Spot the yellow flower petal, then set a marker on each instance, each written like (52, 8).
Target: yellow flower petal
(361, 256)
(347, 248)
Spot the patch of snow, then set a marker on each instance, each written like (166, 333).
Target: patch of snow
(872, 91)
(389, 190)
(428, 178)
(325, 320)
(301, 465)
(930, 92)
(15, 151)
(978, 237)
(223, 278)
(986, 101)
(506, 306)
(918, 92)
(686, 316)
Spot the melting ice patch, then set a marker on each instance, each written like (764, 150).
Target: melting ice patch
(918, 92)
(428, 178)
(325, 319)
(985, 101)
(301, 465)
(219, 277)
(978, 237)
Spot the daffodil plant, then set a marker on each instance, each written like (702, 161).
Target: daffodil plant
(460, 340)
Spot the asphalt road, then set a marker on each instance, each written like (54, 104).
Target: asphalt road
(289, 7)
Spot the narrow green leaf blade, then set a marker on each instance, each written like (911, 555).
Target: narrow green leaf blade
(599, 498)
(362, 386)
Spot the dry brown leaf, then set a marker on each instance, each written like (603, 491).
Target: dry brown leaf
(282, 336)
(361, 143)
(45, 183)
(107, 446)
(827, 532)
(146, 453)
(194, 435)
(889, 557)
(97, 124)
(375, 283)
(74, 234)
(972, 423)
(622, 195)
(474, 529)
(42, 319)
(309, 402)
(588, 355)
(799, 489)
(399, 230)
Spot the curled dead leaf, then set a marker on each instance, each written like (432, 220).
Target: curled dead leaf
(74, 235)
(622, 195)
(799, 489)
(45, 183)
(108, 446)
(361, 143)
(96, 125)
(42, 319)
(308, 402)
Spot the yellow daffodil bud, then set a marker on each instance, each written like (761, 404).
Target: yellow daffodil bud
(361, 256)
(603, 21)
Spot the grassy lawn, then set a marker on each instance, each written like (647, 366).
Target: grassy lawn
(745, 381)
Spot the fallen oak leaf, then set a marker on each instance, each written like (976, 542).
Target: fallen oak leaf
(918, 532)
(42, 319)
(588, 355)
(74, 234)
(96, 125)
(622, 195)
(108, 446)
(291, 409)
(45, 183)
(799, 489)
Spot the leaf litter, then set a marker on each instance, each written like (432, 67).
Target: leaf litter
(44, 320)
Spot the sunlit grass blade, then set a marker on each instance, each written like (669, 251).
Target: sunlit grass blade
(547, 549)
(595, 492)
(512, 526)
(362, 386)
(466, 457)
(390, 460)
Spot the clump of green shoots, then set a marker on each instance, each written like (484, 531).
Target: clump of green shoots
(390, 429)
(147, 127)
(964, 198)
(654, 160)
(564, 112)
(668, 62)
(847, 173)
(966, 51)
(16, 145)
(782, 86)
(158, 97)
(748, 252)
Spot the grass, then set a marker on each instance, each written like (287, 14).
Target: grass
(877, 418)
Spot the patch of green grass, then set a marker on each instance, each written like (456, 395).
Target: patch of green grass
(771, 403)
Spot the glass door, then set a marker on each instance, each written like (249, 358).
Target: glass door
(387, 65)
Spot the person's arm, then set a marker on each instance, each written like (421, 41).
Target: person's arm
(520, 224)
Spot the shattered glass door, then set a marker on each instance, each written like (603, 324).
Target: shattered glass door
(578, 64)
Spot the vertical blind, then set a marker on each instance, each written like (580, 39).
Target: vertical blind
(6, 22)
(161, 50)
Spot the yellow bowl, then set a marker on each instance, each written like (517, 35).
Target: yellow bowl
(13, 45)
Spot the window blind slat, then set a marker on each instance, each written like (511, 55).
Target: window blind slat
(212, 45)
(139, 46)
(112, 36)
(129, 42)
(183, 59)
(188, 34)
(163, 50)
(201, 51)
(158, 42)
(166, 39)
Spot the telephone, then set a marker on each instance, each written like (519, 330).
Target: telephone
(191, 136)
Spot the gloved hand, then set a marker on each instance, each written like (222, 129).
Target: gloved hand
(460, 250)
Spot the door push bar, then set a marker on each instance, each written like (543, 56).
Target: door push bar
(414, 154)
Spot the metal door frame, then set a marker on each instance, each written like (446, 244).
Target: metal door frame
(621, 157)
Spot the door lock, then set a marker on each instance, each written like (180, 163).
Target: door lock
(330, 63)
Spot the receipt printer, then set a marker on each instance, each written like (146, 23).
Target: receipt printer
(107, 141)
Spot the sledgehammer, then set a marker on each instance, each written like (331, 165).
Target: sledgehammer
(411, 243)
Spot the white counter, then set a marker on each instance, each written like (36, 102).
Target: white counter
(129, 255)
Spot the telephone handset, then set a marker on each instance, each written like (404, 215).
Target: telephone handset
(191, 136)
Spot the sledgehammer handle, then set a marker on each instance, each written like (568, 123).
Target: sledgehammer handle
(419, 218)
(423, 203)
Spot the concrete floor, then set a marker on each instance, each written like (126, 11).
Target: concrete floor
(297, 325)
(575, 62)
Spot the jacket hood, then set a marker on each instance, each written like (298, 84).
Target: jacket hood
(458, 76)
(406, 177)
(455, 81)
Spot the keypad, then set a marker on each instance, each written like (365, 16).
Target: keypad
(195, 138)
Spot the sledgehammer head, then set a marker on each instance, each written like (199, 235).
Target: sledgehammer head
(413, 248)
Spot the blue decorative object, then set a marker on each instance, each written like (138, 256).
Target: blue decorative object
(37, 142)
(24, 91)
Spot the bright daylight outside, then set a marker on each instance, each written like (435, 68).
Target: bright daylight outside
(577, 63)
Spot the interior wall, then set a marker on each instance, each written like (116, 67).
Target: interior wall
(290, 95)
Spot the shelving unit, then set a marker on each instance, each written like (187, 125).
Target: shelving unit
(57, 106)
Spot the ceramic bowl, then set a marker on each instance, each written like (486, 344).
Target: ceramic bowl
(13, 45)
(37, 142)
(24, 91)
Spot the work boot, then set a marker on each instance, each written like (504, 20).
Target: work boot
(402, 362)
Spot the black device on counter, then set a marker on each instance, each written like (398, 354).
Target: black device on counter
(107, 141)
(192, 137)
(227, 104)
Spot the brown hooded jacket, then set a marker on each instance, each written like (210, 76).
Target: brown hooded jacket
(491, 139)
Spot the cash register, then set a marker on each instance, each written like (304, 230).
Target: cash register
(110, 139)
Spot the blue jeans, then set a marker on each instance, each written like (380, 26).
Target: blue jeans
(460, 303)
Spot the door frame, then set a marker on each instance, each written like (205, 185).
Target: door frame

[YOUR GOAL]
Reproduce, word for word, the lines of the data from the one that contains "Spot the black" to the end, both ends included.

[OUTPUT OF THE EXERCISE]
Spot the black device on counter, then set a marker on each instance, each written like (398, 354).
Target: black device on counter
(107, 141)
(192, 137)
(227, 104)
Spot the brown hooded jacket, then set a marker on each instance, each written like (210, 76).
Target: brown hooded jacket
(491, 139)
Spot the cash register, then set a marker on each instance, each written like (304, 230).
Target: cash register
(110, 139)
Spot the blue jeans, then set a marker on each instance, each written like (380, 26).
Target: blue jeans
(460, 303)
Spot the door frame, then set a marker on each instance, each written like (205, 185).
Target: door frame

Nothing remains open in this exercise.